# Question 90c2e

Sep 29, 2016

$3$

#### Explanation:

Given

${L}_{1} \to p = {p}_{1} + {\lambda}_{1} {\vec{v}}_{1}$ and
${L}_{2} \to p = {p}_{2} + {\lambda}_{2} {\vec{v}}_{2}$

with

${p}_{1} = \left(1 , - 3 , 0\right)$
${\vec{v}}_{1} = \left(4 , 1 , - 1\right)$
${p}_{2} = \left(1 , 1 , 1\right)$
${\vec{v}}_{2} = \left(2 , 0 , - 1\right)$

The sought plane $\Pi$ contains ${L}_{1}$ and does not contain ${L}_{2}$, being parallel to it, so their distance is constant.

Then

$\Pi \to p = {p}_{1} + {\lambda}_{1} {\vec{v}}_{1} + {\lambda}_{2} {\vec{v}}_{2}$

And ${p}_{0}$ the ${p}_{2}$ projection onto $\Pi$ is the solution for

{( p_0 = p_1 + lambda_1 vec v_1 + lambda_2 vec v_2),( << p_2-p_0, vec v_1 >> = 0),( << p_2-p_0, vec v_2 >> = 0):}#

Giving ${\lambda}_{1} = \frac{8}{3} , {\lambda}_{2} = - 5$

so ${p}_{0} = \left(\frac{5}{3} , - \frac{1}{3} , \frac{7}{3}\right)$ and the distance $d = \left\lVert {p}_{2} - {p}_{0} \right\rVert = 2$

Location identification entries

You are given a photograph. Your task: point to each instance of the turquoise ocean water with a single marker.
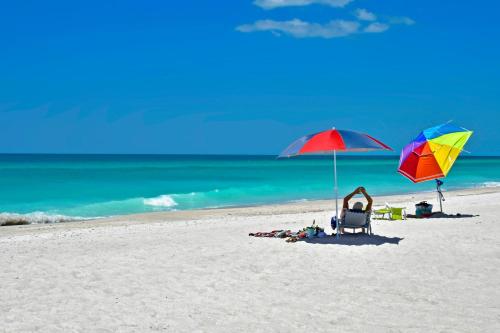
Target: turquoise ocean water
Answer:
(57, 187)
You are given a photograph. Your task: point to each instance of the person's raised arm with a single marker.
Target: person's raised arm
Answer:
(368, 198)
(349, 197)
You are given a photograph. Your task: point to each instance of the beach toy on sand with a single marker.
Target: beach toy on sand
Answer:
(310, 232)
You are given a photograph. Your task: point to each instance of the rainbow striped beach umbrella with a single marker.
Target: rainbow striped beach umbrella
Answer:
(432, 154)
(329, 143)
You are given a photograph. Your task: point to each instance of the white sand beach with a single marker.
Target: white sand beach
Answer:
(199, 271)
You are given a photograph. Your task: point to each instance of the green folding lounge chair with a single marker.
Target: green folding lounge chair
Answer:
(398, 213)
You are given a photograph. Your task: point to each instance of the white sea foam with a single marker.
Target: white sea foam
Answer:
(34, 218)
(490, 184)
(161, 201)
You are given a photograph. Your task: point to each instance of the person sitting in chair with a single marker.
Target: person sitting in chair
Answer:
(358, 206)
(355, 220)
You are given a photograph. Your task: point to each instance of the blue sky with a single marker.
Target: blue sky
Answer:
(240, 76)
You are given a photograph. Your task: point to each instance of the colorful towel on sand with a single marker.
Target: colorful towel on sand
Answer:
(274, 233)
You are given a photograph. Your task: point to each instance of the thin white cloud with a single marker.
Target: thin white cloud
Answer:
(301, 29)
(401, 20)
(271, 4)
(364, 15)
(376, 27)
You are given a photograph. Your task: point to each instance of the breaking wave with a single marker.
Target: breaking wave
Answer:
(161, 201)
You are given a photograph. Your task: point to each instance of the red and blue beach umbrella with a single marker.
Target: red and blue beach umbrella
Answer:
(329, 143)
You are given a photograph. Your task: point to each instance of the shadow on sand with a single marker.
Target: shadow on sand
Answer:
(440, 215)
(355, 240)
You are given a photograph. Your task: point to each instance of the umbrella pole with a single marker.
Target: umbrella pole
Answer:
(336, 193)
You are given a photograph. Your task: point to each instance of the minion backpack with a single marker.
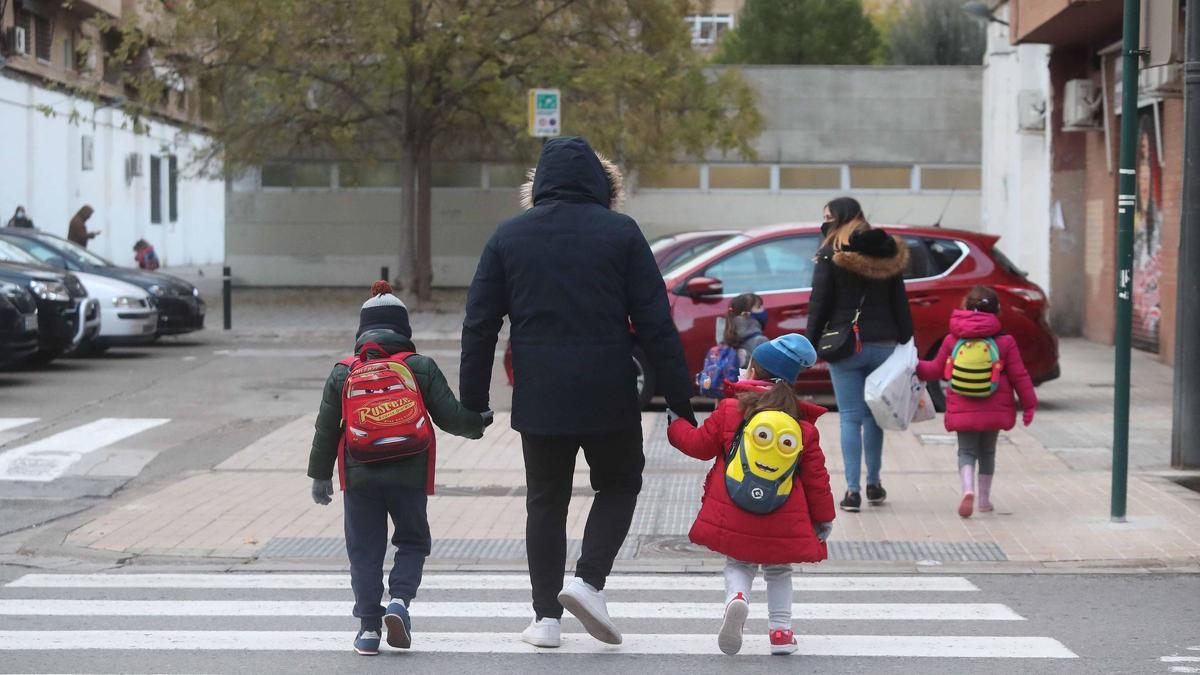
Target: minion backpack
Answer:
(761, 465)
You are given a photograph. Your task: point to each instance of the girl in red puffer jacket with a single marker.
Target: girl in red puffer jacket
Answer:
(979, 412)
(797, 530)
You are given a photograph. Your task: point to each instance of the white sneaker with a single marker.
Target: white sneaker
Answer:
(588, 605)
(736, 613)
(545, 633)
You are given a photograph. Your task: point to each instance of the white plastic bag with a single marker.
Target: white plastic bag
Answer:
(894, 394)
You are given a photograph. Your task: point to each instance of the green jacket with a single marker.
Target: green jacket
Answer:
(408, 472)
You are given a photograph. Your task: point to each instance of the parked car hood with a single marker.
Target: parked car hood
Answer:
(106, 288)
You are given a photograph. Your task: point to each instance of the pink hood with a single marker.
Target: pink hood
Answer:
(966, 323)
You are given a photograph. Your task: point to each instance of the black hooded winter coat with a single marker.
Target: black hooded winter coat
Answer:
(868, 273)
(580, 286)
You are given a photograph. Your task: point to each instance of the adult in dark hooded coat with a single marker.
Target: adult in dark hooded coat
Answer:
(859, 280)
(580, 287)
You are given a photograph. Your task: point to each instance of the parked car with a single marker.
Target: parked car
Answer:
(18, 323)
(777, 263)
(126, 312)
(178, 303)
(676, 249)
(66, 317)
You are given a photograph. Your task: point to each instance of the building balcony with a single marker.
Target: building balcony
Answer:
(1065, 23)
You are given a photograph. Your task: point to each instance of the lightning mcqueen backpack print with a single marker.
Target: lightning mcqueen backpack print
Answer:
(383, 411)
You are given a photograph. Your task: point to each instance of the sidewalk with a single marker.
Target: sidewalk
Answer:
(1047, 511)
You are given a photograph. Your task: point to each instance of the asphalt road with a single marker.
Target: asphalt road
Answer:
(1038, 623)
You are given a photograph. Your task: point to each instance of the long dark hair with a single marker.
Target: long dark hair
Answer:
(781, 396)
(742, 304)
(982, 299)
(847, 216)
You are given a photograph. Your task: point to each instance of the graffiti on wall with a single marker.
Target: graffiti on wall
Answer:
(1147, 244)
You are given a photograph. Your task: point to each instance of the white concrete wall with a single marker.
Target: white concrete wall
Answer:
(1015, 197)
(41, 169)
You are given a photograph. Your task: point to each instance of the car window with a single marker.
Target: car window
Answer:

» WORK TO DO: Turn the paragraph in the worked solution above that begins "The sought plane" into a short list that keeps its main facts.

» COMPLETE OUTPUT:
- The plane Π contains L₁.
- Π does not contain L₂ but is parallel to it.
- The distance between Π and L₂ is therefore constant.